### INSTRUÇÕES
1/ Liste todos os nomes próprios de pessoas e de personagens que aparecem na crítica sobre o filme "Mirador".
2/ Segundo a crítica sobre o filme "Mirador", quem não consegue nem mesmo uma creche para a filha de Maycon?

Paternidade nos trópicos

Por Vitor Velloso

Olhar de Cinema 2021

Mirador

“Mirador” de Bruno Costa é a prova que Edilson Silva é um baita ator interessante. Interpretando um personagem que precisa assumir seu papel de pai após a mãe da criança partir deixando um bilhete para trás, o universo masculino é desenvolvido a partir da dificuldade de Maycon (Edilson Silva) em dar conta de todas suas obrigações e desejos. Seja diante das tarefas paternas ou mesmo com a conciliação do tempo de trabalho, o personagem apenas sobrevive em meio ao acúmulo de funções. É um retrato que não parte da idealização de suas lutas, mas sim de sua fragilidade diante de uma sociedade burocrática, que recusa a presença da criança em local de trabalho, desconhece a realidade individual e ainda culpa/julga quem faz o que é preciso para colocar a comida na mesa.

Está claro que parte dessa narrativa o cinema já mostrou algumas vezes, tanto no universo feminino, quanto no masculino (ainda que, compreensivelmente, em sua minoria), porém o que distancia o projeto de um “Algum Lugar Especial”, que chegou ao Brasil este ano, é necessariamente a condição de subdesenvolvimento dos personagens. A própria questão da aproximação do fim da vida, não é um ponto tão drástico aqui, pois em “Mirador” o Estado não é capaz de fazer nada, nem mesmo de conseguir uma creche para a filha, Malu (Maria Luiza da Costa). Assim, o filme inicialmente se inicia como um estudo de personagem, que irá compreender cada desdobramento dessa história no ponto material e psicológico da situação. Porém, desvencilhando-se da oratória nesse desenvolvimento, cabe à Edilson conseguir dar vida ao personagem sem grandes maniqueísmos do roteiro. E isso funciona muito bem porque não há grandes transparências do que se passa em sua cabeça, pelo contrário, poucas vezes o espectador tem plena certeza de suas atitudes. Não por acaso, aos poucos, vemos que suas explosões de raiva se tornam constantes e imprevisíveis, ainda que com boas razões.

A dinâmica que Bruno Costa assume nessas tensões é particularmente interessante, pois não assume a cena como único gatilho possível, pelo contrário, a câmera acompanha os movimentos de seu protagonista, seguindo seus passos de perto com uma montagem mais acelerada. Essa consciência na própria encenação, separa o longa dessa verve realista observacional que tomou conta de parte da cinematografia brasileira. Nesse consenso, as coisas acontecem em tela e tudo é passivo diante das ações dos personagens, das pessoas ao seu redor e do próprio “organismo urbano”. Em “Mirador” não se assumem terminologias limitadoras, os personagens são guiados pela sobrevivência, boa parte dos assuntos caseiros é a comida e a câmera não se abstém desse universo, constrói ele no rigor dessas fricções. Sem julgamento moral ou indiferença com as atitudes, a imagem só encontra paz na hora do “repouso”, que surge na sequência de uma degradação moral de Maycon. Sua luta por dignidade, e de sua filha, é a única coisa que o mantém de pé. Grande parte de seus conflitos não são por motivos particulares, mas refletem uma questão social brasileira, mal resolvida, que aqui encontra espaço no universo masculino. Djonga já disse que “É triste ver que os moleque da minha quebrada, Não teve a mesma sorte que eu, Um pai presente, No país onde o homem que aborta mais”.

### AMOSTRA DE DADOS
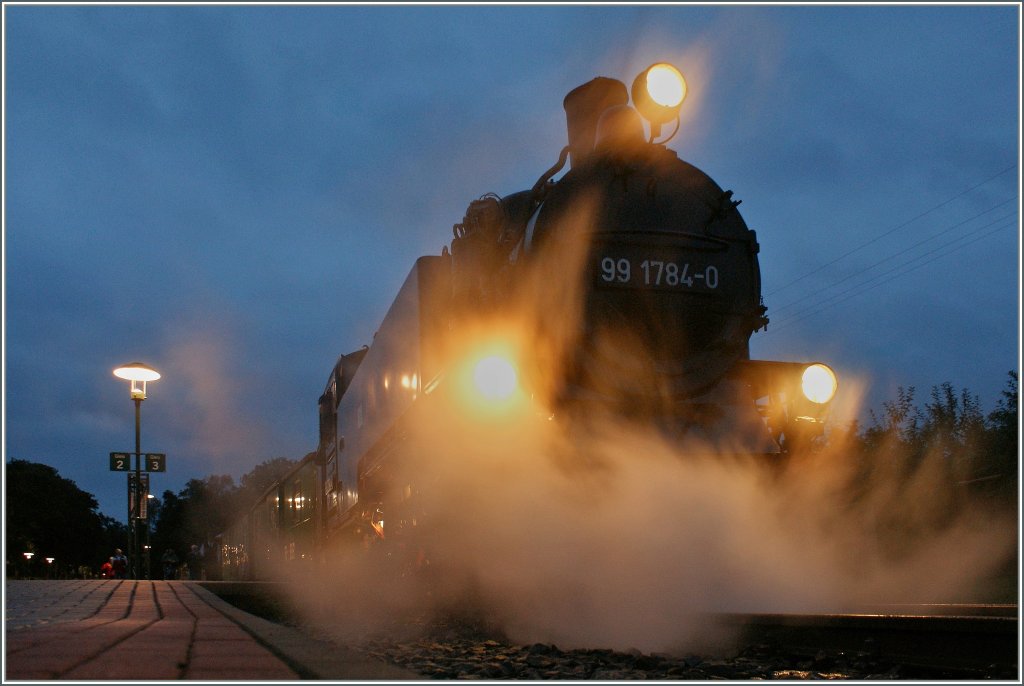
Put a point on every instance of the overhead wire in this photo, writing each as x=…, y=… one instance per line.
x=896, y=271
x=891, y=230
x=908, y=249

### RESPOSTAS POR TAREFA
1/ Vitor Velloso, Bruno Costa, Edilson Silva, Maycon, Malu, Maria Luiza da Costa, Djonga

2/ O Estado.